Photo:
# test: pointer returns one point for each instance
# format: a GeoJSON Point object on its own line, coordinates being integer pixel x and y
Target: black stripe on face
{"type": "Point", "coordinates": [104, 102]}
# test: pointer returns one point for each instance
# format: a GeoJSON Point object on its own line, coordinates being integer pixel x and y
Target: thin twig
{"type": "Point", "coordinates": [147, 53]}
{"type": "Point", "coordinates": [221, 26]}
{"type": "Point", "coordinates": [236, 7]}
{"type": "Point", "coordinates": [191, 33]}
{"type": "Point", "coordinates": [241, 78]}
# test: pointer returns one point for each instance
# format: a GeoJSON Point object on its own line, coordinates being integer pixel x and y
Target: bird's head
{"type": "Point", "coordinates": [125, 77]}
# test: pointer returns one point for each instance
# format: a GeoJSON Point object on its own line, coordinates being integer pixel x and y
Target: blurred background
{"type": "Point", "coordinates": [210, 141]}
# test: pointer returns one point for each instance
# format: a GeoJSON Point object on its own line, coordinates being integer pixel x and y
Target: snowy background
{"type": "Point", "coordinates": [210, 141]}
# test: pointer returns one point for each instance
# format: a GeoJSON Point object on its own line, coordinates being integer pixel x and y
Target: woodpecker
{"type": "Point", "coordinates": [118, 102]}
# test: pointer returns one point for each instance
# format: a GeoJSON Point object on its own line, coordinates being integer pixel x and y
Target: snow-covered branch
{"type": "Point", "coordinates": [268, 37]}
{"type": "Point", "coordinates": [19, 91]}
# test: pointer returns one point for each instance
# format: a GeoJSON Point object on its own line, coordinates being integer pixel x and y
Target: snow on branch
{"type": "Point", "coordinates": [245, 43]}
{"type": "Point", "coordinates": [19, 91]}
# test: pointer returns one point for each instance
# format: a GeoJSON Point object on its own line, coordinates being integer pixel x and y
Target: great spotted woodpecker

--- WHAT YOU SHOULD DO ---
For each line in the data, set it down again exactly.

--- OUTPUT FOR THIS EXERCISE ---
Photo:
# test: pointer returns one point for each instance
# format: a GeoJSON Point object on its own line, coordinates being integer pixel x and y
Target: black stripe on face
{"type": "Point", "coordinates": [104, 102]}
# test: pointer returns one point for each instance
# format: a GeoJSON Point object on its own line, coordinates being integer pixel x and y
Target: thin twig
{"type": "Point", "coordinates": [147, 53]}
{"type": "Point", "coordinates": [221, 26]}
{"type": "Point", "coordinates": [236, 7]}
{"type": "Point", "coordinates": [191, 33]}
{"type": "Point", "coordinates": [241, 78]}
# test: pointer returns one point for each instance
# format: a GeoJSON Point object on its own line, coordinates being integer pixel x and y
Target: bird's head
{"type": "Point", "coordinates": [125, 77]}
# test: pointer returns one point for each instance
# format: a GeoJSON Point object on its own line, coordinates being integer pixel x and y
Target: blurred background
{"type": "Point", "coordinates": [210, 141]}
# test: pointer returns one point for each instance
# format: a GeoJSON Point object on its own line, coordinates being integer pixel x and y
Target: snowy background
{"type": "Point", "coordinates": [210, 141]}
# test: pointer returns one point for each instance
# format: a GeoJSON Point object on its own line, coordinates being integer pixel x and y
Target: woodpecker
{"type": "Point", "coordinates": [118, 102]}
# test: pointer returns one point for each instance
# format: a GeoJSON Point object on its own line, coordinates being integer pixel x and y
Target: snow-covered branch
{"type": "Point", "coordinates": [268, 37]}
{"type": "Point", "coordinates": [19, 91]}
# test: pointer returns one point for each instance
# format: a GeoJSON Point object on its own line, coordinates being integer pixel x and y
Target: snow on branch
{"type": "Point", "coordinates": [245, 43]}
{"type": "Point", "coordinates": [19, 91]}
# test: pointer returns one point for each instance
# format: a GeoJSON Point object on its own line, coordinates being integer pixel x and y
Target: great spotted woodpecker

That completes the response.